→ EXCERPT:
━━━━━━━━━━

Look for dried sea kelp supplement meant for chickens, and add a 1-2% ratio to your chicken’s dry feed. It’s the easiest way to give them this high protein snack.
Chickens love bugs, and it’s one of the reasons we love them. Our yard has few ticks because our flock roams and eats them – score!
One of the best bugs for your chickens to eat is the fly larva aka maggots. Yes, maggots – the nasty insects that give any human the creeps. If chickens have access to maggots, they’ll go crazy.
Maggots are something else that you can raise at home, but this is one project I won’t attempt.
12. Garden Peas
I love growing peas for my kids, but peas have been fed to poultry for centuries. Typically, the peas that were weirdly shaped or too small were added to fodder.
One idea is to grow peas just for your chickens. Not all pea varieties are the same though; you have garden peas, snap peas, and snow sugar peas. Make sure you grow garden peas!
Pea seeds are cheap, and they contain up to 23% protein. Did you know that these veggies contained so much protein?

━━━━━━━━━━

Please copy the chicken feed text from "Maggots are something" to "added to fodder.", changing "poultry" to "livestock". Use only the chicken feed text to answer.

━━━━━━━━━━

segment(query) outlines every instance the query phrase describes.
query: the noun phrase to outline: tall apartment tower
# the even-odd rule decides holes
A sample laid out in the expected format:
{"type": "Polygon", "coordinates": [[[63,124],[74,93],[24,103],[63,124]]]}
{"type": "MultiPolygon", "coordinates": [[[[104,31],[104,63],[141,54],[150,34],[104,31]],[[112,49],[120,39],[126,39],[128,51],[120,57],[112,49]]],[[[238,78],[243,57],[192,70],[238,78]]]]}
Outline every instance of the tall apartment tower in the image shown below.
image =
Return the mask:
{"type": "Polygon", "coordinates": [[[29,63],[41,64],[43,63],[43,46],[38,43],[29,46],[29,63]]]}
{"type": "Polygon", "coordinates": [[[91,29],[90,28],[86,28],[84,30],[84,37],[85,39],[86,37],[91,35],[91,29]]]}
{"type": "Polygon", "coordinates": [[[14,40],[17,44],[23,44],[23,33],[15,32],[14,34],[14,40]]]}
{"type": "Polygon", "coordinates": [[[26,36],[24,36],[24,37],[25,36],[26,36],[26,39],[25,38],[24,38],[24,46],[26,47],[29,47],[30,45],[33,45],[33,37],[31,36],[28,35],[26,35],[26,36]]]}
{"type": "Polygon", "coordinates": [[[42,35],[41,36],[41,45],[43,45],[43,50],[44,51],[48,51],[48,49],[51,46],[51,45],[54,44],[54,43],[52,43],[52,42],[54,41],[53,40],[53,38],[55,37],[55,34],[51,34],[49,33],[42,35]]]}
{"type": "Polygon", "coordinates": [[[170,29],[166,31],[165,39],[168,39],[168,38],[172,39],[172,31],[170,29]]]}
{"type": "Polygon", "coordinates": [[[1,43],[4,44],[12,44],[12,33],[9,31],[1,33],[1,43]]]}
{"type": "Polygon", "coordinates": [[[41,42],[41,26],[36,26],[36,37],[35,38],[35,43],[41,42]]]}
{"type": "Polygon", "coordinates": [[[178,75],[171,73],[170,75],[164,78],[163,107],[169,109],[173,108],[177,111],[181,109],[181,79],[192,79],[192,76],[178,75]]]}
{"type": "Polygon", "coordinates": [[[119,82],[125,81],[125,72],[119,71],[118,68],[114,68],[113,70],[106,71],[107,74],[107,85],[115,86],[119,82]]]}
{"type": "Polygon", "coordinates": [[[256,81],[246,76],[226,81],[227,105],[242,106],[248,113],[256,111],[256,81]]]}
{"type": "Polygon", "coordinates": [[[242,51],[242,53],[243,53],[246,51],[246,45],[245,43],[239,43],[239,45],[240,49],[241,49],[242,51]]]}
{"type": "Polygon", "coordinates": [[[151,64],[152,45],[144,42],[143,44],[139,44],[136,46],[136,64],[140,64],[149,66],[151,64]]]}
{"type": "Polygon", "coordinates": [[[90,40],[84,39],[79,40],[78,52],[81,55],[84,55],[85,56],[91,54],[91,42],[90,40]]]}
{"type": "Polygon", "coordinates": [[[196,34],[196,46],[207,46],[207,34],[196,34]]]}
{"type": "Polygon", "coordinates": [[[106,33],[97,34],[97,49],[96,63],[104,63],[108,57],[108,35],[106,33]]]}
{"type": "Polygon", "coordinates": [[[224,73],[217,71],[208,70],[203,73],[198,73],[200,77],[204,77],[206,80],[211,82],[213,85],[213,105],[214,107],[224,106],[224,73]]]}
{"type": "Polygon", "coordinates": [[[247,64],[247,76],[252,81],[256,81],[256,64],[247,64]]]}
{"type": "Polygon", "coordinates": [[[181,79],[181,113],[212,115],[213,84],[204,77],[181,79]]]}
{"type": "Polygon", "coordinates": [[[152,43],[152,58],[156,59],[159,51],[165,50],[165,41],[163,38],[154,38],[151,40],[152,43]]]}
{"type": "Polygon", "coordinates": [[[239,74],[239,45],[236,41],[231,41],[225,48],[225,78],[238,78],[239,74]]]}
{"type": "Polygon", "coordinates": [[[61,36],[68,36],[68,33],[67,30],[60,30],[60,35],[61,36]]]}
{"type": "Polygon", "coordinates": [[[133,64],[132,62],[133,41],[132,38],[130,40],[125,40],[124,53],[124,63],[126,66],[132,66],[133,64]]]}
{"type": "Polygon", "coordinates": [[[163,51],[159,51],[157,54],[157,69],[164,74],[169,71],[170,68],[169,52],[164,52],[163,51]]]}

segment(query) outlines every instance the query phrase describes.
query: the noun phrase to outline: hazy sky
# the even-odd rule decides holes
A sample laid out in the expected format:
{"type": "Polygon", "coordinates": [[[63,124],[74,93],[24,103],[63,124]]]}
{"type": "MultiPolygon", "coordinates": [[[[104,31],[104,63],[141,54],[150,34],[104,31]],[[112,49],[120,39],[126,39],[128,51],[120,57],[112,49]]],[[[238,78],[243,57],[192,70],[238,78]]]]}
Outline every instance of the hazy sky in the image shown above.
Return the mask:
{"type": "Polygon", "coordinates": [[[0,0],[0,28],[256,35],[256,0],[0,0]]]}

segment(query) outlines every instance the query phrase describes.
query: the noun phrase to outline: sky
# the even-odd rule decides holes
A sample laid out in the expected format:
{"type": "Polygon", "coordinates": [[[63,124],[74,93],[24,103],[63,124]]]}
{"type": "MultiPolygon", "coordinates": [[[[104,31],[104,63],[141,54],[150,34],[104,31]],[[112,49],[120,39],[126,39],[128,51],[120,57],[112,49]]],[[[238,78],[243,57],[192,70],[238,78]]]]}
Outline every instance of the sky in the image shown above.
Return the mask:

━━━━━━━━━━

→ SOLUTION:
Maggots are something else that you can raise at home, but this is one project I won’t attempt.
12. Garden Peas
I love growing peas for my kids, but peas have been fed to livestock for centuries. Typically, the peas that were weirdly shaped or too small were added to fodder.